---------- Exercise input ----------

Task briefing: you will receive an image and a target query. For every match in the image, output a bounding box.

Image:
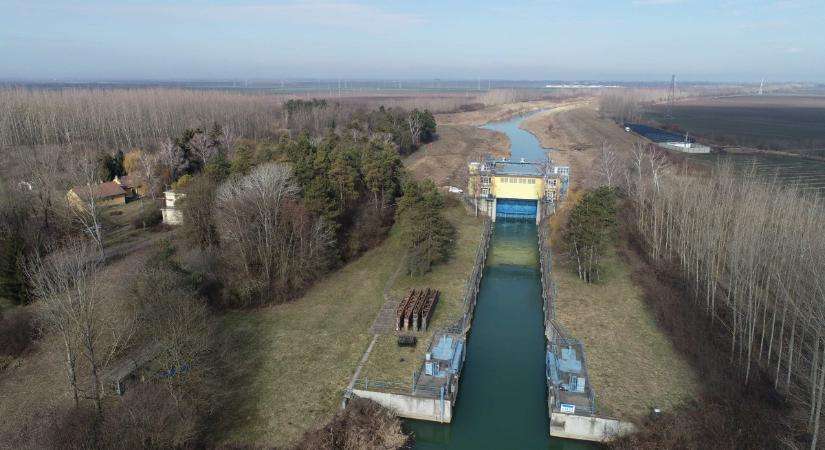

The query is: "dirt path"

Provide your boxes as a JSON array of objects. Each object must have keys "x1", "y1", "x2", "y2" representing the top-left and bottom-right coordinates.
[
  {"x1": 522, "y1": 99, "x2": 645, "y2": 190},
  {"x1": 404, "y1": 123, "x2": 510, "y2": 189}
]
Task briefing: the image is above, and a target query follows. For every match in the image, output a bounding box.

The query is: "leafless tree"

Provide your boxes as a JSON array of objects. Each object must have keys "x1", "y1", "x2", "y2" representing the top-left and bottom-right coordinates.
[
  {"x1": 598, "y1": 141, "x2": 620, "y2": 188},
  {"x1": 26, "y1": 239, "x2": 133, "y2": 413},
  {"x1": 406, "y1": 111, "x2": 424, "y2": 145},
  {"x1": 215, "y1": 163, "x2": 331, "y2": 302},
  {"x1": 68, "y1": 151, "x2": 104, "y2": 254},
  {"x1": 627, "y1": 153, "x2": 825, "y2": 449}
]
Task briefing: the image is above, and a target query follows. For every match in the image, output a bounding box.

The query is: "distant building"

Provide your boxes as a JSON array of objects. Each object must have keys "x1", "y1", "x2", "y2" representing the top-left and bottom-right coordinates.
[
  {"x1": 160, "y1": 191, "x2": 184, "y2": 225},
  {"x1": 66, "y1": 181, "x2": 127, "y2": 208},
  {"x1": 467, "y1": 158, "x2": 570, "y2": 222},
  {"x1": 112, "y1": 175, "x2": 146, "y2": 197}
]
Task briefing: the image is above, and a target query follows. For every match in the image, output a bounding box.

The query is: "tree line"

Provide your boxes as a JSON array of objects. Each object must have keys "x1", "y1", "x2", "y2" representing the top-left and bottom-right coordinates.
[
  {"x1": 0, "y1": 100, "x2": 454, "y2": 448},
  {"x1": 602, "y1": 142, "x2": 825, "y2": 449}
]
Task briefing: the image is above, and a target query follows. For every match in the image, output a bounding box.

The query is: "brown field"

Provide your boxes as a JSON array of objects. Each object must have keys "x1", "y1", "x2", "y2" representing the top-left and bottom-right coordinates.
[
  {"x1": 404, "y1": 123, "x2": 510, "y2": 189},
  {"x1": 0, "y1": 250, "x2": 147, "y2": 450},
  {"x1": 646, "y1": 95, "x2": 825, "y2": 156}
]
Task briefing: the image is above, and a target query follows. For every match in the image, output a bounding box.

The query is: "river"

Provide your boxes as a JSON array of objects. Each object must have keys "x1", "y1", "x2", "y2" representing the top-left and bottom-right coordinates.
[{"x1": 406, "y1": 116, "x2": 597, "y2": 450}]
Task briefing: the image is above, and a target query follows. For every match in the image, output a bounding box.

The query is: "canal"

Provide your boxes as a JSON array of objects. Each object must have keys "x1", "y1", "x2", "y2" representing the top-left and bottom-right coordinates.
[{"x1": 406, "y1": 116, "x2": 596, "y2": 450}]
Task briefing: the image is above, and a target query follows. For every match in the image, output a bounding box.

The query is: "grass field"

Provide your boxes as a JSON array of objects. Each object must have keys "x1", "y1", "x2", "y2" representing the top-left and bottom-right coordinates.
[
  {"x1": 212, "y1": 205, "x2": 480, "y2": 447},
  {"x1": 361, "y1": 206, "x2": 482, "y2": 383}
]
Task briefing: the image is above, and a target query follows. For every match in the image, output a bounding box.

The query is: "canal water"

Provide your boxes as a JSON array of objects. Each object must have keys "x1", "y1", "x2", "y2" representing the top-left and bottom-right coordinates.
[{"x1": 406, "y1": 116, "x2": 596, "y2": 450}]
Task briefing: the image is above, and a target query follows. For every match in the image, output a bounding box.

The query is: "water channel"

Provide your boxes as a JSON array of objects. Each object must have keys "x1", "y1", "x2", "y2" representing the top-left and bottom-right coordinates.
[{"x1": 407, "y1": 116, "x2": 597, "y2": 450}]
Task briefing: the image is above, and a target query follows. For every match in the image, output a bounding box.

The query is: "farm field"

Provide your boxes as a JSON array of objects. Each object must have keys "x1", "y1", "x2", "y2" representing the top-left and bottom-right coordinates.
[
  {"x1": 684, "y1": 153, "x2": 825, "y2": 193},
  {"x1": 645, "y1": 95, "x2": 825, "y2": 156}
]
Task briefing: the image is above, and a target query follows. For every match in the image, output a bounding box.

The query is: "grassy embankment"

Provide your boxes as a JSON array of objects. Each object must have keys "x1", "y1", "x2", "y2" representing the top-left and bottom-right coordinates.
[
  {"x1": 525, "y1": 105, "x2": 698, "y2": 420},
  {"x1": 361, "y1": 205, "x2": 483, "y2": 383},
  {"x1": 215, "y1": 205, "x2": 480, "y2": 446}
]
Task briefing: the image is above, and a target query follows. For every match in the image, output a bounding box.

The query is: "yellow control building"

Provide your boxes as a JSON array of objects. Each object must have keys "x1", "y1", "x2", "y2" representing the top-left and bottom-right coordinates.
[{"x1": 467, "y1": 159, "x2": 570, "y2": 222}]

----------

Task goal:
Identify every line of the material above that contains the word "canal", and copy each such line. Case counts.

Response to this task:
The query is: "canal"
The query is: "canal water"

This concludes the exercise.